• _THE RECORDS_
________________

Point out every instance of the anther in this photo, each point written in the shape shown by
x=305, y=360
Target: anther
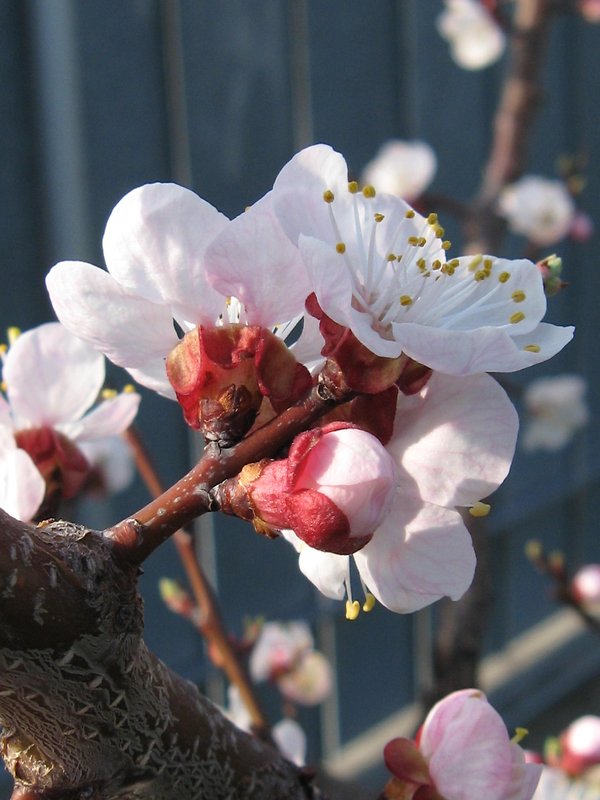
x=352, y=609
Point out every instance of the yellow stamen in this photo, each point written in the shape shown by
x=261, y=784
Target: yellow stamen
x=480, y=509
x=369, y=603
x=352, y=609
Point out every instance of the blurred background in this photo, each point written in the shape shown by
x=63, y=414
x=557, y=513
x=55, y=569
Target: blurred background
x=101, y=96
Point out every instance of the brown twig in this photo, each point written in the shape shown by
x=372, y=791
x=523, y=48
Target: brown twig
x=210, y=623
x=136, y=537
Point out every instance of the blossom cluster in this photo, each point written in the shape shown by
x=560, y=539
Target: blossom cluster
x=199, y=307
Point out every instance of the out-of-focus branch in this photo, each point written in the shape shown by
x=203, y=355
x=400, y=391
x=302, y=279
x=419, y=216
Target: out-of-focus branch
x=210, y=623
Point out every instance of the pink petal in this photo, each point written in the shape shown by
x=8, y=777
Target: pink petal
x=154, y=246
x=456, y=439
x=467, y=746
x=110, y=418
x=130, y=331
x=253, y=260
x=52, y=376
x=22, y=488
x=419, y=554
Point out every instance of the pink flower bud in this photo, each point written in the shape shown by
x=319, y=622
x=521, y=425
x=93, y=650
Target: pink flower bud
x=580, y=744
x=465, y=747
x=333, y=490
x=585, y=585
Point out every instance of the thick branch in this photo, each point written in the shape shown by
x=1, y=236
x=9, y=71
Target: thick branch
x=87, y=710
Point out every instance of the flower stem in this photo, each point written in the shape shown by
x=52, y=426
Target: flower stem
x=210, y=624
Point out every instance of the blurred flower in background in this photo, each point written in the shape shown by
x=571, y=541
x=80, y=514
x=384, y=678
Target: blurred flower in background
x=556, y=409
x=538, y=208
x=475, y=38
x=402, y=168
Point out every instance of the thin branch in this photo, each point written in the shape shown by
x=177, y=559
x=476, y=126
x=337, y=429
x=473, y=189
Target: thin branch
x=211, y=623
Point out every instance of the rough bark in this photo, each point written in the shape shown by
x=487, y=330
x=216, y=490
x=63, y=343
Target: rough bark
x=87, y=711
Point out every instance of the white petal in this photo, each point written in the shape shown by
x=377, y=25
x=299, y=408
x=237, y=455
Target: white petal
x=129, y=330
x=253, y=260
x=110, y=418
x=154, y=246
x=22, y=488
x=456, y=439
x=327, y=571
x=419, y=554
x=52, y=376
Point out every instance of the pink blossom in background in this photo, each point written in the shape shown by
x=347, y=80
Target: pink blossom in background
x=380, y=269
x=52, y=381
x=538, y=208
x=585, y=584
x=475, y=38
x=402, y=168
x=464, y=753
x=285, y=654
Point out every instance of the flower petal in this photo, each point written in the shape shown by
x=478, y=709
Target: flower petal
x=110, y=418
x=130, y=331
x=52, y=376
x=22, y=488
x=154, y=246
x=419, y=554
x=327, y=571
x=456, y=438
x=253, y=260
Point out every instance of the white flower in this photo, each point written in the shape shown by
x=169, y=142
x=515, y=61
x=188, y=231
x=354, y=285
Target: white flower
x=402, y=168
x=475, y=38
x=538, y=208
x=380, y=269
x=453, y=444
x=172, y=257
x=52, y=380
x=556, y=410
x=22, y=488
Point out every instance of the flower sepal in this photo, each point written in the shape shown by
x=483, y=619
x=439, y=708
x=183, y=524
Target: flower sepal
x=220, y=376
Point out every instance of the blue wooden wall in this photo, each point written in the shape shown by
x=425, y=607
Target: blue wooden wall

________________

• _WORK INSTRUCTION_
Output the records above as they stand, from the first line to the line with "Point out every instance of the pink petal", inclusive, and exclude the pictures.

• _COMPLETED EXERCISE_
Point out every instance of the anther in this photo, each point written in the shape shown by
x=305, y=360
Target: anther
x=352, y=609
Point out every instance of the yellow stamen in this photo, each point written in the shape shown by
x=261, y=784
Target: yellow stamen
x=480, y=509
x=369, y=603
x=352, y=609
Point out every instance of the blurred background in this photo, each point written in the shape shown by
x=63, y=414
x=557, y=513
x=55, y=569
Target: blurred background
x=101, y=96
Point out every instance of the brown twig in this photo, each point written in the shape shown by
x=372, y=791
x=523, y=48
Target: brown twig
x=210, y=623
x=136, y=537
Point out every instance of the blossom cluster in this photo, each point written in the shape shown by
x=560, y=539
Target: blossom cluster
x=199, y=307
Point out every instance of the out-of-focus branch in this photo, each point written in the shape shown by
x=203, y=355
x=400, y=391
x=302, y=279
x=419, y=216
Target: out-of-focus branch
x=210, y=623
Point out every instance of the pink petal in this photo, each point written in the shape shown by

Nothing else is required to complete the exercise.